He made it to over 500m up and flew for some two hours. Which was a huge success, but then a little huger than planned when Nicky-Louis climbed out on the initial touch down of the craft in the countryside outside Paris and depleted it of some significant ballast in favour of some significant sudden buoyancy and the good doctor found himself aloft alone at 3,000m with earache. The crowd went bananas. Or would have done if they’d been able to see any of this on their smartphones.

What must the world have looked like from that height to the first humans to ever rise from the ground? A whole new world, surely? The immensity of the view; the smallness of everything known before. The precariousness of life.

No kidding. While Jackie Charles was using the recently named and readily enflamed hydrogen as his lifting gas, as opposed to the Montgolfier’s bold plan to use Setting Fire To Dry Straw In A Big Paper Bag, in anyone’s book fire in the sky and pilots, chickens and small livestock plummeting to the ground were sort of baked in significant possibilities to the concept of the earliest days of the aviation show. Risk was the staple diet of the frontiersman – especially launching into the, well, not quite final but perhaps penultimate frontier of the skies above the earth.

• _What is being asked_
In the ballooning excerpt above, what lifting gas did Jackie Charles use?

• _Listed entries_
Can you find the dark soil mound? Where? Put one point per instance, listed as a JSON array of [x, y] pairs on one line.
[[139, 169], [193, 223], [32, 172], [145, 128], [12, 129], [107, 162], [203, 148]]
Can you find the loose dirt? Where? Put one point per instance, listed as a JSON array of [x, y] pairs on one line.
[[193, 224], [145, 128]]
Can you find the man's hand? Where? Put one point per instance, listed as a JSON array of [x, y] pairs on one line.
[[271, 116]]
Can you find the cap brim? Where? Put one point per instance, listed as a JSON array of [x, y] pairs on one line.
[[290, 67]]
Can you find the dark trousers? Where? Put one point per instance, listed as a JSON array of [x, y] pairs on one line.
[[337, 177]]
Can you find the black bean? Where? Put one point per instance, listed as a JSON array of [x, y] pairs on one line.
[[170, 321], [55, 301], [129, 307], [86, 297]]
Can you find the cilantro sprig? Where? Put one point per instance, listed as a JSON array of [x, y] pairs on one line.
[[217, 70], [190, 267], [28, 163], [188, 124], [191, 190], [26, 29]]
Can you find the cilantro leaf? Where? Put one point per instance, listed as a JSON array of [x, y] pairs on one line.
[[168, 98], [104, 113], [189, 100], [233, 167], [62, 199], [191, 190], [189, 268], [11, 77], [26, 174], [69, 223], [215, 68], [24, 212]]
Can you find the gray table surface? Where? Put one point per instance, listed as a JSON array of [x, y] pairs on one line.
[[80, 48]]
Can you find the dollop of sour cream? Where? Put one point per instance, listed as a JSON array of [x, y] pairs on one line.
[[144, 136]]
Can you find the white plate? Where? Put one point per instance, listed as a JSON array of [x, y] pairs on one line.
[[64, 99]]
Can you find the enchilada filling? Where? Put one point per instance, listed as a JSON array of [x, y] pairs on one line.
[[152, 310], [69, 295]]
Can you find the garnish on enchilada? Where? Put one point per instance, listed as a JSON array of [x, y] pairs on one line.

• _Solved exercise_
Hydrogen.